*Exercise goal:* Duplicate the entries word for word, from the line containing "Pass this photo to locate to point out the glass funnel." through the end of the entries, both ends included.
--- START OF Records supplied ---
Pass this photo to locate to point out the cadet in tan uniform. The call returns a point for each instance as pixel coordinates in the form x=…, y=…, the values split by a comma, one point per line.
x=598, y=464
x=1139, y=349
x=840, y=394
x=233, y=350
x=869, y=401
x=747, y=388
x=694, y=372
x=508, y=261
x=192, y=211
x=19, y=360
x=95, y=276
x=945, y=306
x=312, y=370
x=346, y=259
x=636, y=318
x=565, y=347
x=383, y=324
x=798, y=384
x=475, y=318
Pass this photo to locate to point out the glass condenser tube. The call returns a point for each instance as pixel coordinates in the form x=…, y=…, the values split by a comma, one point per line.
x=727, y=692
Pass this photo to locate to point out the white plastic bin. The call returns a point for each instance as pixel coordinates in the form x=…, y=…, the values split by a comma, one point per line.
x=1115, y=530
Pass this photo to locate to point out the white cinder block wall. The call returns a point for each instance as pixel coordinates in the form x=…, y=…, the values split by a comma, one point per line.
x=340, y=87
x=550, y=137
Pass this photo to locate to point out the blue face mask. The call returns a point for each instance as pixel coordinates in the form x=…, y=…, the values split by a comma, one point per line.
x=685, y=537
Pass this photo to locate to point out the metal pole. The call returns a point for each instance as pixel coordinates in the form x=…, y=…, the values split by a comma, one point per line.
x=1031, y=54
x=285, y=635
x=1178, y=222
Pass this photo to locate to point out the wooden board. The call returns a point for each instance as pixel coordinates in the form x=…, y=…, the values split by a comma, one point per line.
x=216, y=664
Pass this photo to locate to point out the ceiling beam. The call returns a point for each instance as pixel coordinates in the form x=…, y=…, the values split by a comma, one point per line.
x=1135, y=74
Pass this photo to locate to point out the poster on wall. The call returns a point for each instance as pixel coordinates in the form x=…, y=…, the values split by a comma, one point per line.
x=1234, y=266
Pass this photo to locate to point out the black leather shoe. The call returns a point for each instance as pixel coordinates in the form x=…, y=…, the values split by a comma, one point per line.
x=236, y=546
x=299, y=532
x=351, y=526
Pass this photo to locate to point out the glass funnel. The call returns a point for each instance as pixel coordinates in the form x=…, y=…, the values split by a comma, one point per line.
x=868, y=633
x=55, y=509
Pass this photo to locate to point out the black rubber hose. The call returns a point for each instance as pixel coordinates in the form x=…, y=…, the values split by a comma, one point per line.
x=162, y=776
--- END OF Records supplied ---
*Result below:*
Pass this photo to locate to point out the glass funnel. The call returns a point for each instance as pixel coordinates in the form x=…, y=…, the values split by a comma, one point per line.
x=868, y=633
x=55, y=509
Pass this photo to locate to point out the black rubber hose. The call returns a point for each instance as pixel coordinates in the form x=…, y=…, the values split by a comma, one point per line.
x=162, y=776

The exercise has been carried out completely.